• [Your objective] Reproduce, character for character, the stretch of the material below from the line containing "Can you spot the canola" through the line containing "[[1021, 464], [826, 356]]". Give only those lines.

═══

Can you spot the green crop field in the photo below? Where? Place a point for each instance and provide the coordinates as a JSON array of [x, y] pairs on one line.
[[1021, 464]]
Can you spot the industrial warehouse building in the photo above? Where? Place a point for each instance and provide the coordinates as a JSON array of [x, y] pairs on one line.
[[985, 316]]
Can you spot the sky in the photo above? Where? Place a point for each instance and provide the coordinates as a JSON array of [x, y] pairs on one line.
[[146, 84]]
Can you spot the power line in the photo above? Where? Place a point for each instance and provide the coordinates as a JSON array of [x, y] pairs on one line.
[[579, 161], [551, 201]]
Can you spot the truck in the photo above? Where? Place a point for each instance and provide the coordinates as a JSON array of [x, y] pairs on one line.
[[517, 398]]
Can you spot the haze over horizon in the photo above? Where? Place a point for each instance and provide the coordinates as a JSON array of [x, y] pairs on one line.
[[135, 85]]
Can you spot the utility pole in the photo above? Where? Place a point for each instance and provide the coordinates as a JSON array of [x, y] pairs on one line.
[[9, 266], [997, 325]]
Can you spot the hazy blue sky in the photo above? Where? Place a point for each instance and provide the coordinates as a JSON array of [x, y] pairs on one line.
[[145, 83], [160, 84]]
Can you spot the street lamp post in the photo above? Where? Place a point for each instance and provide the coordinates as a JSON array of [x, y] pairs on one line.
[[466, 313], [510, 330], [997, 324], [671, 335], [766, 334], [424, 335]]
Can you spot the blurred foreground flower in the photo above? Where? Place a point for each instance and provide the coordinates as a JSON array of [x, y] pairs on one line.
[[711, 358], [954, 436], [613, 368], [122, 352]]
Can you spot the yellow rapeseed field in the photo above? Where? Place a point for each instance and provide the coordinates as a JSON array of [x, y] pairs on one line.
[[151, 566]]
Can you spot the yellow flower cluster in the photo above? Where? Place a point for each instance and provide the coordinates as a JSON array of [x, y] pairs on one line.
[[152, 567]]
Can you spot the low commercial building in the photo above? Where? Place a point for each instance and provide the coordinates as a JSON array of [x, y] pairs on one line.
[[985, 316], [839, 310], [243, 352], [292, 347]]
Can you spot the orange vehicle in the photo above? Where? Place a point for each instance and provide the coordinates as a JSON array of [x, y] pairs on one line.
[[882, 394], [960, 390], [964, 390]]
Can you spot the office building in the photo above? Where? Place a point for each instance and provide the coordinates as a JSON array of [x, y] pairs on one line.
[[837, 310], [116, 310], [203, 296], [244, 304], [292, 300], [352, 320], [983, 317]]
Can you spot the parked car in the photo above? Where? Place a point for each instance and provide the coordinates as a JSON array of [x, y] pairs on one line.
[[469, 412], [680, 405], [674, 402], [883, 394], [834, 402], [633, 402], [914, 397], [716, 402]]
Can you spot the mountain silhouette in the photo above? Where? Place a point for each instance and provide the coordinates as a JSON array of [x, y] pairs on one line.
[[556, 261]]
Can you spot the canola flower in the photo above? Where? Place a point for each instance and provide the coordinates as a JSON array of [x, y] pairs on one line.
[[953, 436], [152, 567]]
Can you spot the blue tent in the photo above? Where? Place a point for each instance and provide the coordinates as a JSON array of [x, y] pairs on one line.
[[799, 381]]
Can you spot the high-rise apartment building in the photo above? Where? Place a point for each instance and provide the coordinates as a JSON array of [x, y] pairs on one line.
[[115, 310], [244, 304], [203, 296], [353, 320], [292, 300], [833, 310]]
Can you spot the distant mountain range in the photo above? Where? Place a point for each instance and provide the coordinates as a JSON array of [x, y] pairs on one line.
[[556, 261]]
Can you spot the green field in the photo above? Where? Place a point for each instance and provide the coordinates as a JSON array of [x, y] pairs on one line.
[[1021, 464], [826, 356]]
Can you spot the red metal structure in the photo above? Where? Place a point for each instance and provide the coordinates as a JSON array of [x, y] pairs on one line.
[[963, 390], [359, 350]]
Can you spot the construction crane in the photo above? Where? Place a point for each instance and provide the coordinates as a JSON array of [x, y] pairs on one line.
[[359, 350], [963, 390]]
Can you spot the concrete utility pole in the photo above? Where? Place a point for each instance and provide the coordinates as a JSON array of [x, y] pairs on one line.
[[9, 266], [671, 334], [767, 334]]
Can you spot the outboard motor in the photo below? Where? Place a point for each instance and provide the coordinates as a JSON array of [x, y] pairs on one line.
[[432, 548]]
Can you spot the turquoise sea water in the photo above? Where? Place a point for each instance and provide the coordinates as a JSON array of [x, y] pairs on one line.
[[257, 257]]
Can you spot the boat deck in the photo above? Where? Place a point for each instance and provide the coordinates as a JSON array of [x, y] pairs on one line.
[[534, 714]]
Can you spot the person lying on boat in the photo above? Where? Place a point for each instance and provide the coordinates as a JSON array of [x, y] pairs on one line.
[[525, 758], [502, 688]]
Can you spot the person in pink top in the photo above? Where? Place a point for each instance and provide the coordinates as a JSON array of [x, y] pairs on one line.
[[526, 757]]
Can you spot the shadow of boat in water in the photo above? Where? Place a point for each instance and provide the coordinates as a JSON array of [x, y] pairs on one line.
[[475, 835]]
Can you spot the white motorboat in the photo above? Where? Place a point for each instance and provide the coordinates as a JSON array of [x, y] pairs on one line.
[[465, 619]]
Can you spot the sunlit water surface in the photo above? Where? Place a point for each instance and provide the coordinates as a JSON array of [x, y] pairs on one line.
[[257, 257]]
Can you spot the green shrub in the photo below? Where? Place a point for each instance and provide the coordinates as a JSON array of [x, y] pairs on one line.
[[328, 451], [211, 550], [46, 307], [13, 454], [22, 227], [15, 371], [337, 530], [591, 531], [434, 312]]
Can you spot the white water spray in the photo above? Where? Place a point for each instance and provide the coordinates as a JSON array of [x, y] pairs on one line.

═══

• [Response for this exercise]
Can you spot the canola flower in the photo above? Where? Place a point for each instance and provide the coordinates as a JSON array of [x, y] pairs on one line.
[[953, 436], [152, 567]]
Can you spot the blue tent in the photo above? Where? Place a point for each instance and provide the coordinates as a JSON array of [x, y] pairs on one line.
[[799, 381]]
Can you spot the high-rise apartment building in the photo above? Where? Place a point for each instance and provide the coordinates as a JSON array of [x, y] pairs on one line.
[[115, 310], [244, 304], [203, 296], [353, 320], [292, 300], [833, 310]]
Can you spot the distant mountain range in the photo above? Where? Place a point for each instance and provide the coordinates as a JSON array of [x, y] pairs on one line.
[[556, 261]]
Can you spot the green field in the photo above? Where? Place a point for each instance and provide the coordinates as a JSON array of [x, y] pairs on one line.
[[1021, 464], [826, 356]]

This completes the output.